▶ [Task goal]:
Copy out every line of the material that contains the word "blue", reproducing each such line in full.

▶ [Data entries]:
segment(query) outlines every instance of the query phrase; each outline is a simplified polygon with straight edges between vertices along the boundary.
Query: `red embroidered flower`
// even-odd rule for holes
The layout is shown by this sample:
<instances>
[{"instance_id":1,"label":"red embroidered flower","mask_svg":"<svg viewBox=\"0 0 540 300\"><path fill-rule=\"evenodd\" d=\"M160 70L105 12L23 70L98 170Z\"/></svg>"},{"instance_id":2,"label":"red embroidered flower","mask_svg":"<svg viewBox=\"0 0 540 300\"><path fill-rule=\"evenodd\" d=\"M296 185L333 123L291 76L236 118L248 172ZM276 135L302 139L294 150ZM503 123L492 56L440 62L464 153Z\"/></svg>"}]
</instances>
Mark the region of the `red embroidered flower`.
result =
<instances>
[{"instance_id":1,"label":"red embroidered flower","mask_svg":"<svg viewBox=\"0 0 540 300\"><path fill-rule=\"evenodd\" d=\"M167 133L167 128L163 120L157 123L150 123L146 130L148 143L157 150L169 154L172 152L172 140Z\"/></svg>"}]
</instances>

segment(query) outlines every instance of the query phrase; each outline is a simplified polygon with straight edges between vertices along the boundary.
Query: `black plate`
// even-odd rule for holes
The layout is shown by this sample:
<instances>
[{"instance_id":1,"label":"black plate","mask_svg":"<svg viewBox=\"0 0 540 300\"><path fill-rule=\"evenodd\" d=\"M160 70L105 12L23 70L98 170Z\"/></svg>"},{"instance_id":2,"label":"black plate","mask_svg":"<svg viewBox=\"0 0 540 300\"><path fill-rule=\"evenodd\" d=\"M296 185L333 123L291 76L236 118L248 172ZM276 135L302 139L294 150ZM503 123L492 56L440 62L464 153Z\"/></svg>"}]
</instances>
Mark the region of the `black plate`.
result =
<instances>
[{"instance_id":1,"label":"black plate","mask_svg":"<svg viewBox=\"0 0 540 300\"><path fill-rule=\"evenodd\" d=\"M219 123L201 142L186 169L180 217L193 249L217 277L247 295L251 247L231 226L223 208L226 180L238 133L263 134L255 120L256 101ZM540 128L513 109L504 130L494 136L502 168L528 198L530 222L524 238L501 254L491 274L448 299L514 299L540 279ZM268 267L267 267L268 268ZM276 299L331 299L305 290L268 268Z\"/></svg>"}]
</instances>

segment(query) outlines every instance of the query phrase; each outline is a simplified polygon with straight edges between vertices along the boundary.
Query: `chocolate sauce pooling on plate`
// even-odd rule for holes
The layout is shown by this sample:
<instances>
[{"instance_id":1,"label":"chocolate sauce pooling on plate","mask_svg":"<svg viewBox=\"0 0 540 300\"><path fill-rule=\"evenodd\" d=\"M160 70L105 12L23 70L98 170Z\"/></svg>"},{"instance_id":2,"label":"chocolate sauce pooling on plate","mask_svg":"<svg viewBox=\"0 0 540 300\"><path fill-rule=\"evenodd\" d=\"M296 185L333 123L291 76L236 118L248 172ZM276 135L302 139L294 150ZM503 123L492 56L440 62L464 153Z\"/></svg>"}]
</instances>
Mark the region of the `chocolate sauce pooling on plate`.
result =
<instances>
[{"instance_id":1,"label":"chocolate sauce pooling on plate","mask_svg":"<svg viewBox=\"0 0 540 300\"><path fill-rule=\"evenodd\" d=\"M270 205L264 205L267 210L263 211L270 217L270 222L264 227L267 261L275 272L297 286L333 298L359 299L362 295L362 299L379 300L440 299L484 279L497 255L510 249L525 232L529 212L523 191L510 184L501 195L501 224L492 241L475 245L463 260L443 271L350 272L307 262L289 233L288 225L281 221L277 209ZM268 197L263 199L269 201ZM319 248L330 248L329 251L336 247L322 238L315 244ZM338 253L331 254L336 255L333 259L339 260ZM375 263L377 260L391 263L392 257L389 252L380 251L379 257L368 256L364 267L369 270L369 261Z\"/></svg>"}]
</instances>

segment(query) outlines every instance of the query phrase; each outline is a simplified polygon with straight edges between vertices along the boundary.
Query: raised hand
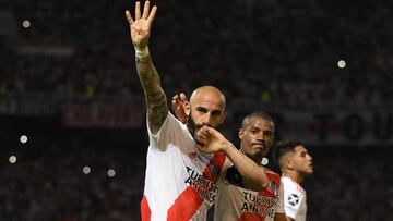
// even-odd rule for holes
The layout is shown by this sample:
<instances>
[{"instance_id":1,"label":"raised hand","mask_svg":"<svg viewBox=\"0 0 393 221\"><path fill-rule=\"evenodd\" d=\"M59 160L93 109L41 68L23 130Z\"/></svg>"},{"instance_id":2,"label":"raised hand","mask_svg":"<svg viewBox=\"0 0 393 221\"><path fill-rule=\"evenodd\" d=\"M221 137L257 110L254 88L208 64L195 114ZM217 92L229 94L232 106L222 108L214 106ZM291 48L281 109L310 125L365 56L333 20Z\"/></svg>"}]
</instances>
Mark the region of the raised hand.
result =
<instances>
[{"instance_id":1,"label":"raised hand","mask_svg":"<svg viewBox=\"0 0 393 221\"><path fill-rule=\"evenodd\" d=\"M130 11L126 11L126 17L130 24L131 40L138 50L143 50L147 47L151 35L151 27L157 7L153 7L150 11L150 1L145 1L143 7L143 14L141 16L141 3L135 2L135 20L132 19Z\"/></svg>"},{"instance_id":2,"label":"raised hand","mask_svg":"<svg viewBox=\"0 0 393 221\"><path fill-rule=\"evenodd\" d=\"M209 126L196 132L196 140L198 149L205 154L222 151L233 146L219 132Z\"/></svg>"},{"instance_id":3,"label":"raised hand","mask_svg":"<svg viewBox=\"0 0 393 221\"><path fill-rule=\"evenodd\" d=\"M181 123L187 123L187 120L190 115L190 101L187 99L186 95L183 93L180 93L180 95L175 95L172 97L171 103L176 118Z\"/></svg>"}]
</instances>

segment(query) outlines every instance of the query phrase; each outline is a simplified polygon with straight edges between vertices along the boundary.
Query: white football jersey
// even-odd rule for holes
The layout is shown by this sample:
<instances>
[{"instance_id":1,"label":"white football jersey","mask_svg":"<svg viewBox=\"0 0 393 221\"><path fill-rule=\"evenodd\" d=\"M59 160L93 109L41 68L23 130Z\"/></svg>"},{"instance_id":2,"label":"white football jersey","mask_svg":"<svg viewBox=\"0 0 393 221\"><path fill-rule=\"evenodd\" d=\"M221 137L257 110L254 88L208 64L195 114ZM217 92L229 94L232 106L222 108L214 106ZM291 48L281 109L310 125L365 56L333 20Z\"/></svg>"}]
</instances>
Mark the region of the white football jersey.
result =
<instances>
[{"instance_id":1,"label":"white football jersey","mask_svg":"<svg viewBox=\"0 0 393 221\"><path fill-rule=\"evenodd\" d=\"M307 214L306 191L288 176L282 176L282 182L286 216L295 221L305 221Z\"/></svg>"},{"instance_id":2,"label":"white football jersey","mask_svg":"<svg viewBox=\"0 0 393 221\"><path fill-rule=\"evenodd\" d=\"M225 172L217 181L215 221L273 221L276 212L284 213L284 189L277 173L261 167L270 180L270 185L263 192L254 192L228 181L227 168L231 165L231 162L226 160L223 169Z\"/></svg>"},{"instance_id":3,"label":"white football jersey","mask_svg":"<svg viewBox=\"0 0 393 221\"><path fill-rule=\"evenodd\" d=\"M200 154L187 126L170 112L157 134L148 130L148 136L142 220L205 221L225 155Z\"/></svg>"}]
</instances>

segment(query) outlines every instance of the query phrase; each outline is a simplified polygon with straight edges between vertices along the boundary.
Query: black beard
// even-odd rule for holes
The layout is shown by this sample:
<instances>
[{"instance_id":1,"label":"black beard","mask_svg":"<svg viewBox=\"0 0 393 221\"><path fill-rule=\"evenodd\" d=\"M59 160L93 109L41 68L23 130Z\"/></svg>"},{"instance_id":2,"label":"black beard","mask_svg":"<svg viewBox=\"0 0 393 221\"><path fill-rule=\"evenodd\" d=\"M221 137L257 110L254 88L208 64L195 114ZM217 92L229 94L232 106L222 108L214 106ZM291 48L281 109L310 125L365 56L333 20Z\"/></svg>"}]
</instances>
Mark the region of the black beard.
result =
<instances>
[{"instance_id":1,"label":"black beard","mask_svg":"<svg viewBox=\"0 0 393 221\"><path fill-rule=\"evenodd\" d=\"M198 139L196 139L196 135L195 135L195 132L196 132L196 124L195 122L192 120L191 116L188 118L187 120L187 128L189 130L192 138L198 144Z\"/></svg>"}]
</instances>

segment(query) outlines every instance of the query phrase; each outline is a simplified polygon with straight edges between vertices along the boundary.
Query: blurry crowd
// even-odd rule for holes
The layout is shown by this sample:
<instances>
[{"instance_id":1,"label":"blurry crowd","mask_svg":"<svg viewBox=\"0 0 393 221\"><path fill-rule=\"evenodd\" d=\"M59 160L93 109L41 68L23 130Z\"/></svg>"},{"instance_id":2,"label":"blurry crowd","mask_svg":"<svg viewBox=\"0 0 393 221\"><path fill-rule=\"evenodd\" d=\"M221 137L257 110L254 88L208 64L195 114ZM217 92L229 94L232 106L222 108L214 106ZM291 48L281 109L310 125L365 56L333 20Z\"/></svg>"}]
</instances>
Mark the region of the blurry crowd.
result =
<instances>
[{"instance_id":1,"label":"blurry crowd","mask_svg":"<svg viewBox=\"0 0 393 221\"><path fill-rule=\"evenodd\" d=\"M150 51L169 98L207 84L224 91L228 110L392 108L391 1L153 2L158 13ZM5 100L144 106L124 19L133 5L1 1L0 107ZM15 150L3 143L13 135L4 122L12 125L0 115L0 220L140 220L146 140L124 148L109 145L116 137L96 146L57 140ZM230 121L226 126L237 128ZM146 137L143 130L132 133ZM309 220L389 219L390 147L309 149L315 164L305 182ZM14 164L11 154L19 157ZM85 165L91 173L83 173Z\"/></svg>"},{"instance_id":2,"label":"blurry crowd","mask_svg":"<svg viewBox=\"0 0 393 221\"><path fill-rule=\"evenodd\" d=\"M213 84L228 100L273 107L392 103L392 2L154 3L159 11L151 51L169 95ZM1 95L141 96L123 14L132 11L133 1L3 4L17 32L2 37ZM28 28L22 26L24 20L29 20Z\"/></svg>"}]
</instances>

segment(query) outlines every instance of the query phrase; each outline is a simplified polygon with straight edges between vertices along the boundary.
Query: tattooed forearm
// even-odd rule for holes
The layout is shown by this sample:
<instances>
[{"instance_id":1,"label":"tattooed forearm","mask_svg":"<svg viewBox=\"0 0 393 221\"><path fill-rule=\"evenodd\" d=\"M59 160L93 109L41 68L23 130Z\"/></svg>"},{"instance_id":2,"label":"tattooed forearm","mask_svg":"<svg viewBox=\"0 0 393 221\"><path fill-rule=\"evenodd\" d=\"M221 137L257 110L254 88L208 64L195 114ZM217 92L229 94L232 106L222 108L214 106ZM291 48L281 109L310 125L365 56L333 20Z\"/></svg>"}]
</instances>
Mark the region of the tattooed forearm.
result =
<instances>
[{"instance_id":1,"label":"tattooed forearm","mask_svg":"<svg viewBox=\"0 0 393 221\"><path fill-rule=\"evenodd\" d=\"M136 58L136 70L145 94L148 126L155 134L168 114L167 98L150 56Z\"/></svg>"}]
</instances>

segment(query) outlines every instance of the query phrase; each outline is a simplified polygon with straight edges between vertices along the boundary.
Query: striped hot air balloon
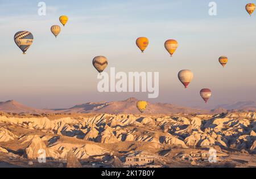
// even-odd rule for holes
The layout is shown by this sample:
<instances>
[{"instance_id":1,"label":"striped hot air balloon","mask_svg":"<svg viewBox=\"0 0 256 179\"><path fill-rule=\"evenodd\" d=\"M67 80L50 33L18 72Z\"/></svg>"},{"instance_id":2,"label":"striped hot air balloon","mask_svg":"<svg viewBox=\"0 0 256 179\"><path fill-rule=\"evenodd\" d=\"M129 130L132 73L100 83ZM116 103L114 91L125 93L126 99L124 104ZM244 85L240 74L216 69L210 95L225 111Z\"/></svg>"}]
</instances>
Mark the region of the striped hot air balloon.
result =
<instances>
[{"instance_id":1,"label":"striped hot air balloon","mask_svg":"<svg viewBox=\"0 0 256 179\"><path fill-rule=\"evenodd\" d=\"M183 70L180 71L178 74L178 78L180 81L183 84L185 88L187 88L190 82L193 79L193 74L191 71L189 70Z\"/></svg>"},{"instance_id":2,"label":"striped hot air balloon","mask_svg":"<svg viewBox=\"0 0 256 179\"><path fill-rule=\"evenodd\" d=\"M56 38L57 38L57 36L60 33L61 30L61 29L60 27L58 25L54 25L51 27L51 31L54 35Z\"/></svg>"},{"instance_id":3,"label":"striped hot air balloon","mask_svg":"<svg viewBox=\"0 0 256 179\"><path fill-rule=\"evenodd\" d=\"M221 56L218 58L220 63L224 67L228 63L228 57L225 56Z\"/></svg>"},{"instance_id":4,"label":"striped hot air balloon","mask_svg":"<svg viewBox=\"0 0 256 179\"><path fill-rule=\"evenodd\" d=\"M175 40L168 40L164 43L164 47L167 52L171 54L171 57L172 57L172 55L178 47L178 43Z\"/></svg>"},{"instance_id":5,"label":"striped hot air balloon","mask_svg":"<svg viewBox=\"0 0 256 179\"><path fill-rule=\"evenodd\" d=\"M212 91L208 88L202 89L200 91L200 96L207 103L210 96L212 96Z\"/></svg>"},{"instance_id":6,"label":"striped hot air balloon","mask_svg":"<svg viewBox=\"0 0 256 179\"><path fill-rule=\"evenodd\" d=\"M104 56L97 56L93 59L93 65L99 73L101 73L108 66L108 59Z\"/></svg>"},{"instance_id":7,"label":"striped hot air balloon","mask_svg":"<svg viewBox=\"0 0 256 179\"><path fill-rule=\"evenodd\" d=\"M137 102L137 106L138 109L141 112L141 113L143 113L147 108L147 103L145 101L138 101Z\"/></svg>"},{"instance_id":8,"label":"striped hot air balloon","mask_svg":"<svg viewBox=\"0 0 256 179\"><path fill-rule=\"evenodd\" d=\"M23 54L31 46L33 43L34 37L28 31L19 31L14 35L14 41L16 45L22 50Z\"/></svg>"},{"instance_id":9,"label":"striped hot air balloon","mask_svg":"<svg viewBox=\"0 0 256 179\"><path fill-rule=\"evenodd\" d=\"M247 4L246 6L245 6L245 9L246 10L250 16L251 16L251 14L253 14L253 12L255 10L255 6L253 3Z\"/></svg>"},{"instance_id":10,"label":"striped hot air balloon","mask_svg":"<svg viewBox=\"0 0 256 179\"><path fill-rule=\"evenodd\" d=\"M143 53L144 50L147 47L148 42L148 39L144 37L141 37L136 40L136 45L137 45L139 49L141 49L142 53Z\"/></svg>"}]
</instances>

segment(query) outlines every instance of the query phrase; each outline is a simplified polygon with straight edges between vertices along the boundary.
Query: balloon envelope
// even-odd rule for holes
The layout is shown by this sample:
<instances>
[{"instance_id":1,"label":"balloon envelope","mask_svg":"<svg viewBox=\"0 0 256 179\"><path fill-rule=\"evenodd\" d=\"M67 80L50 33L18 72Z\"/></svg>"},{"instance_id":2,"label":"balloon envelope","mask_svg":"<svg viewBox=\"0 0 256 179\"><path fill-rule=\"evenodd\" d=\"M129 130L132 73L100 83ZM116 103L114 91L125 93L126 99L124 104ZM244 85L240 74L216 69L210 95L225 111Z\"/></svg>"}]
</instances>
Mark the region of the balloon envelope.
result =
<instances>
[{"instance_id":1,"label":"balloon envelope","mask_svg":"<svg viewBox=\"0 0 256 179\"><path fill-rule=\"evenodd\" d=\"M136 40L136 44L142 53L143 53L144 50L148 45L148 39L147 37L141 37Z\"/></svg>"},{"instance_id":2,"label":"balloon envelope","mask_svg":"<svg viewBox=\"0 0 256 179\"><path fill-rule=\"evenodd\" d=\"M28 31L19 31L14 35L14 41L17 46L23 52L25 52L31 46L33 43L34 37L31 33Z\"/></svg>"},{"instance_id":3,"label":"balloon envelope","mask_svg":"<svg viewBox=\"0 0 256 179\"><path fill-rule=\"evenodd\" d=\"M104 56L97 56L93 59L93 65L99 73L101 73L108 66L108 59Z\"/></svg>"},{"instance_id":4,"label":"balloon envelope","mask_svg":"<svg viewBox=\"0 0 256 179\"><path fill-rule=\"evenodd\" d=\"M200 96L207 103L210 96L212 96L212 91L208 88L202 89L200 91Z\"/></svg>"},{"instance_id":5,"label":"balloon envelope","mask_svg":"<svg viewBox=\"0 0 256 179\"><path fill-rule=\"evenodd\" d=\"M63 26L65 26L65 25L67 24L68 20L68 17L65 15L61 15L60 18L60 23L63 25Z\"/></svg>"},{"instance_id":6,"label":"balloon envelope","mask_svg":"<svg viewBox=\"0 0 256 179\"><path fill-rule=\"evenodd\" d=\"M224 67L228 63L228 57L225 56L221 56L218 58L220 63Z\"/></svg>"},{"instance_id":7,"label":"balloon envelope","mask_svg":"<svg viewBox=\"0 0 256 179\"><path fill-rule=\"evenodd\" d=\"M164 43L164 47L167 52L171 54L171 56L172 56L178 47L178 43L175 40L168 40Z\"/></svg>"},{"instance_id":8,"label":"balloon envelope","mask_svg":"<svg viewBox=\"0 0 256 179\"><path fill-rule=\"evenodd\" d=\"M185 88L187 88L193 79L193 74L189 70L183 70L179 72L178 78L184 86Z\"/></svg>"},{"instance_id":9,"label":"balloon envelope","mask_svg":"<svg viewBox=\"0 0 256 179\"><path fill-rule=\"evenodd\" d=\"M57 37L58 35L60 33L61 29L60 27L58 25L54 25L51 27L51 31L54 35L55 37Z\"/></svg>"},{"instance_id":10,"label":"balloon envelope","mask_svg":"<svg viewBox=\"0 0 256 179\"><path fill-rule=\"evenodd\" d=\"M245 9L250 15L251 15L254 11L255 8L255 6L253 3L247 4L246 6L245 6Z\"/></svg>"},{"instance_id":11,"label":"balloon envelope","mask_svg":"<svg viewBox=\"0 0 256 179\"><path fill-rule=\"evenodd\" d=\"M145 101L138 101L137 106L141 113L143 113L147 108L147 103Z\"/></svg>"}]
</instances>

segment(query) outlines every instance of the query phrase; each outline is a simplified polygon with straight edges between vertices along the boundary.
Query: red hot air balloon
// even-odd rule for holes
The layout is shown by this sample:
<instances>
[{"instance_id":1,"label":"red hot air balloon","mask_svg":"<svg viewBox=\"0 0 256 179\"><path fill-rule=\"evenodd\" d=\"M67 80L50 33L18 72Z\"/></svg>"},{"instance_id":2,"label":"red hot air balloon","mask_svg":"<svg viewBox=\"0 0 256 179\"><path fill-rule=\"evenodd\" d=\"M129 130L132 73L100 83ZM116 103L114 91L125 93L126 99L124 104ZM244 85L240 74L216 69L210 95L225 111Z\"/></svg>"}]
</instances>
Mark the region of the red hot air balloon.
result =
<instances>
[{"instance_id":1,"label":"red hot air balloon","mask_svg":"<svg viewBox=\"0 0 256 179\"><path fill-rule=\"evenodd\" d=\"M205 101L205 103L207 103L210 96L212 96L212 91L208 88L202 89L200 91L200 95L203 99Z\"/></svg>"}]
</instances>

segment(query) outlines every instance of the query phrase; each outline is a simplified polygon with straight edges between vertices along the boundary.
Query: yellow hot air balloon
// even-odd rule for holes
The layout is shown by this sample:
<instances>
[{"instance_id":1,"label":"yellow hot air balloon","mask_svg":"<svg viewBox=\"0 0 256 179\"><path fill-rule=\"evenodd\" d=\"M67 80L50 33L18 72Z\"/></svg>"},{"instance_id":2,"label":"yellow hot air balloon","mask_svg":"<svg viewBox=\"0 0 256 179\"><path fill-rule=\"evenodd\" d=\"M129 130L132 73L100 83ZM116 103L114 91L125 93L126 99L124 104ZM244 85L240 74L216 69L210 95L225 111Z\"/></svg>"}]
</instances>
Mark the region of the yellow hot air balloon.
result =
<instances>
[{"instance_id":1,"label":"yellow hot air balloon","mask_svg":"<svg viewBox=\"0 0 256 179\"><path fill-rule=\"evenodd\" d=\"M148 39L147 37L141 37L136 40L136 44L139 49L141 49L142 53L143 53L147 45L148 45Z\"/></svg>"},{"instance_id":2,"label":"yellow hot air balloon","mask_svg":"<svg viewBox=\"0 0 256 179\"><path fill-rule=\"evenodd\" d=\"M164 47L172 57L178 47L178 43L175 40L168 40L164 43Z\"/></svg>"},{"instance_id":3,"label":"yellow hot air balloon","mask_svg":"<svg viewBox=\"0 0 256 179\"><path fill-rule=\"evenodd\" d=\"M138 101L137 106L141 113L143 113L147 108L147 103L145 101Z\"/></svg>"},{"instance_id":4,"label":"yellow hot air balloon","mask_svg":"<svg viewBox=\"0 0 256 179\"><path fill-rule=\"evenodd\" d=\"M101 73L108 66L108 59L104 56L97 56L93 59L93 65L99 73Z\"/></svg>"},{"instance_id":5,"label":"yellow hot air balloon","mask_svg":"<svg viewBox=\"0 0 256 179\"><path fill-rule=\"evenodd\" d=\"M245 9L247 12L250 14L250 16L251 16L251 14L253 13L255 8L255 4L253 3L247 4L245 6Z\"/></svg>"},{"instance_id":6,"label":"yellow hot air balloon","mask_svg":"<svg viewBox=\"0 0 256 179\"><path fill-rule=\"evenodd\" d=\"M61 15L60 17L60 23L63 25L63 26L65 26L65 25L67 24L67 22L68 20L68 17L65 15Z\"/></svg>"},{"instance_id":7,"label":"yellow hot air balloon","mask_svg":"<svg viewBox=\"0 0 256 179\"><path fill-rule=\"evenodd\" d=\"M221 56L218 58L218 61L220 62L220 63L221 63L221 65L223 66L223 67L224 67L228 63L228 57Z\"/></svg>"},{"instance_id":8,"label":"yellow hot air balloon","mask_svg":"<svg viewBox=\"0 0 256 179\"><path fill-rule=\"evenodd\" d=\"M51 31L52 31L52 33L54 35L56 38L57 38L57 36L59 33L60 33L61 30L61 29L60 28L60 27L58 25L54 25L51 27Z\"/></svg>"},{"instance_id":9,"label":"yellow hot air balloon","mask_svg":"<svg viewBox=\"0 0 256 179\"><path fill-rule=\"evenodd\" d=\"M191 71L189 70L183 70L180 71L178 74L178 78L180 81L183 84L185 88L187 88L190 82L193 79L193 74Z\"/></svg>"}]
</instances>

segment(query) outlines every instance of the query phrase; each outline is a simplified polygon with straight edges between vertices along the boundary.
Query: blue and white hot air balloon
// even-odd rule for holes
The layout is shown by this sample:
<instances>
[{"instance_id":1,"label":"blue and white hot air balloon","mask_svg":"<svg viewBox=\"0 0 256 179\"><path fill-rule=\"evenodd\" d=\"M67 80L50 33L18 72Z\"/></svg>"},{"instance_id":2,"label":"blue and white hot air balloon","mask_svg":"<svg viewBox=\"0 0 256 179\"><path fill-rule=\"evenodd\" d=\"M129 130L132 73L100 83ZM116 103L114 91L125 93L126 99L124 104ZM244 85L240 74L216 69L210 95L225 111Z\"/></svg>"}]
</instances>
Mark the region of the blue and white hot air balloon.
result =
<instances>
[{"instance_id":1,"label":"blue and white hot air balloon","mask_svg":"<svg viewBox=\"0 0 256 179\"><path fill-rule=\"evenodd\" d=\"M25 52L31 46L33 40L33 35L28 31L19 31L14 35L14 41L23 54L26 54Z\"/></svg>"}]
</instances>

▶ [Output of the task]:
Query: blue and white hot air balloon
[{"instance_id":1,"label":"blue and white hot air balloon","mask_svg":"<svg viewBox=\"0 0 256 179\"><path fill-rule=\"evenodd\" d=\"M67 80L50 33L18 72Z\"/></svg>"},{"instance_id":2,"label":"blue and white hot air balloon","mask_svg":"<svg viewBox=\"0 0 256 179\"><path fill-rule=\"evenodd\" d=\"M129 130L132 73L100 83ZM116 103L114 91L125 93L126 99L124 104ZM244 85L240 74L216 69L210 95L225 111Z\"/></svg>"}]
Mark the region of the blue and white hot air balloon.
[{"instance_id":1,"label":"blue and white hot air balloon","mask_svg":"<svg viewBox=\"0 0 256 179\"><path fill-rule=\"evenodd\" d=\"M25 52L31 46L33 40L33 35L28 31L19 31L14 35L14 41L23 54L26 54Z\"/></svg>"}]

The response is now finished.